Task instructions: Without the images, repeat every line of the listing verbatim.

The records:

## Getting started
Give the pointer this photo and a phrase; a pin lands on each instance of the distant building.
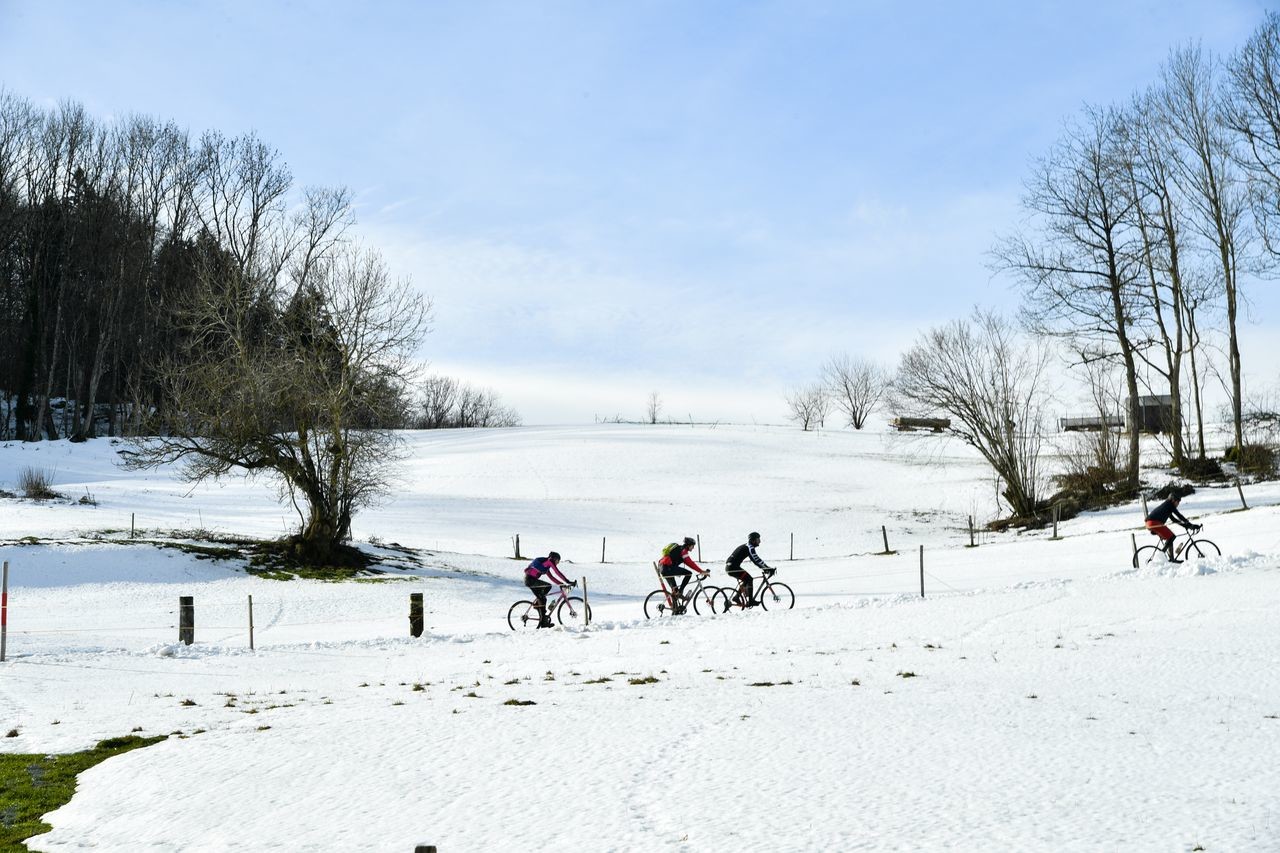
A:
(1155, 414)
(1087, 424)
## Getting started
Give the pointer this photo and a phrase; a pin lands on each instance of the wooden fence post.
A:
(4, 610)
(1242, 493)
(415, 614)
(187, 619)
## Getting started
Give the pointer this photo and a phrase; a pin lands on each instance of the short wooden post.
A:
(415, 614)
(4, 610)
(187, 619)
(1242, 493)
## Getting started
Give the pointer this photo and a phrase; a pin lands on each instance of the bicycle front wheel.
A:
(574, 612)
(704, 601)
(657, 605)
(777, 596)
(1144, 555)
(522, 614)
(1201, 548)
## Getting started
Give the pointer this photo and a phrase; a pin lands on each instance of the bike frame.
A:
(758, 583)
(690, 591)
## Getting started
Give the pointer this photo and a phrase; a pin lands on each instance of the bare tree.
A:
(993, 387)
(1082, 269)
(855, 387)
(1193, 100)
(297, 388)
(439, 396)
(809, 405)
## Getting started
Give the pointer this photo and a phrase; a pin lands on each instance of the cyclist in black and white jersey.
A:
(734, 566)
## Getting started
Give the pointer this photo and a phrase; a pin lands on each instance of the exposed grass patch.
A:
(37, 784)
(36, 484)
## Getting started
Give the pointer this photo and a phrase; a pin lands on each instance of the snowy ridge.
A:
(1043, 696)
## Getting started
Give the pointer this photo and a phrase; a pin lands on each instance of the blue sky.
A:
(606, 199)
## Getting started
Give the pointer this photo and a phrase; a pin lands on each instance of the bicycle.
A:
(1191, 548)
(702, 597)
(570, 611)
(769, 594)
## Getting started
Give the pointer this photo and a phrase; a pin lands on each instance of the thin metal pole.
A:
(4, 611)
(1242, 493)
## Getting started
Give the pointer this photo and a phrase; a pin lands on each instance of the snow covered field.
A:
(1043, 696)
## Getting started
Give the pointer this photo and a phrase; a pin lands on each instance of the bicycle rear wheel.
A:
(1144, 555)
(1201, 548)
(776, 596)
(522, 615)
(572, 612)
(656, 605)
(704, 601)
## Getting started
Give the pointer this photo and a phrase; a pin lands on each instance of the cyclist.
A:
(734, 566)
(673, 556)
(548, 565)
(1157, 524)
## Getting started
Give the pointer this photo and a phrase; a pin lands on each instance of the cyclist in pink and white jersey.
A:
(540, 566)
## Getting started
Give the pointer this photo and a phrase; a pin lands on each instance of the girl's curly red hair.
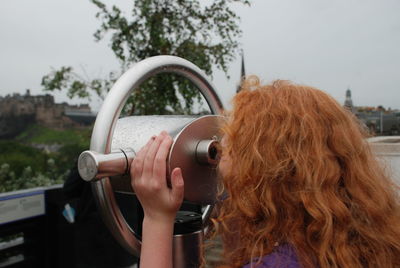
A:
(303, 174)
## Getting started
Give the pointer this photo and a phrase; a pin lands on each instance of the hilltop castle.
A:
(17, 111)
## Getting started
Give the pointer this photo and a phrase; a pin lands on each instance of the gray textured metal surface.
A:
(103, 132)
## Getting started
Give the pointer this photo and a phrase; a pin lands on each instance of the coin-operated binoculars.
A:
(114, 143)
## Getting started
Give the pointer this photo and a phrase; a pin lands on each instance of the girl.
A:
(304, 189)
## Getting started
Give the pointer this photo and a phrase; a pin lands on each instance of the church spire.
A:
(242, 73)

Your response:
## Getting started
Give the pointer this photo and a phrase; a pin lands on each instance of the distant building.
A:
(1155, 414)
(1087, 424)
## Getting started
Give the pointer this photo and a phrase; a pin lands on each instance of the wooden fence post.
A:
(4, 610)
(1242, 493)
(415, 614)
(187, 619)
## Getting started
Give the pointer this photo and a phrase; a pin lands on each instance of the short wooden post.
A:
(415, 614)
(4, 610)
(187, 619)
(1242, 493)
## Getting started
Give the pointer this photo and a phrase; a pin lands on each instance of the bicycle front wheel.
A:
(574, 612)
(704, 601)
(657, 605)
(777, 596)
(1144, 555)
(522, 614)
(1201, 548)
## Getting started
Give the pointer this photo and a phrase; a pin lands on each instance of the bike frame.
A:
(758, 583)
(690, 591)
## Getting started
Give the pointer this photo and a phrase; a pin lands on each instance of the bare tree.
A:
(993, 387)
(1082, 269)
(855, 387)
(1193, 100)
(297, 388)
(439, 396)
(809, 405)
## Getting started
Give the pointer this photo and a phrase; a pin lands on each instance of the cyclist in black and white jersey.
A:
(734, 566)
## Getting started
Give the pointer this photo and a phrase; a pin lands on each instance of the exposed grass patch.
A:
(37, 784)
(36, 484)
## Getting started
Give the pointer this photo and a phrase; a pin lands on each instance of the snowy ridge.
A:
(1043, 696)
## Getting started
Give the pointer this photo and a phrase; a pin lands on each instance of the blue sky.
A:
(606, 199)
## Getting started
Give the pointer this photo and a phrase; a pin lands on each instance of the bicycle.
A:
(1191, 548)
(702, 597)
(570, 611)
(769, 594)
## Getting started
Give the pointer this photo and a phrase; a pin lands on each instance of the thin metal pole.
A:
(4, 611)
(1242, 493)
## Getting started
Give the pointer this photo and a phrase; a pin lands on each instance of the snow covered field.
A:
(1043, 696)
## Getting started
Give the pointer this photo and a phrase; a pin lands on each instance of the bicycle rear wheel.
A:
(1144, 555)
(1201, 548)
(776, 596)
(522, 615)
(572, 612)
(656, 605)
(704, 601)
## Getting started
Give the pointer this photo and a phrase; a pin lands on each instance of the cyclist.
A:
(734, 566)
(673, 556)
(548, 565)
(1157, 524)
## Getting started
Give the pointer this photo and a phrase; a pin lands on each instance of the cyclist in pink and white jersey.
A:
(540, 566)
## Getting started
Give the pointer this photo and a phrase; a pin lands on each instance of the girl's curly red hair.
A:
(303, 174)
## Getting started
Give the pointer this photo and a phrase; a pin lands on each instance of the hilltop castle.
A:
(17, 111)
## Getting started
Give the pointer this photo and a phrase; a pin lands on each instance of the gray textured metal surface.
A:
(103, 132)
## Getting started
Give the pointer this photo and a phrase; a pin lands on each instance of the coin-operated binoculars.
A:
(114, 143)
## Getting started
Give the pointer this photo and a phrase; a pin lands on each instance of the girl.
A:
(304, 189)
## Getting started
Give the pointer this photo and a phrase; a pin lands on each instance of the church spire.
A:
(242, 73)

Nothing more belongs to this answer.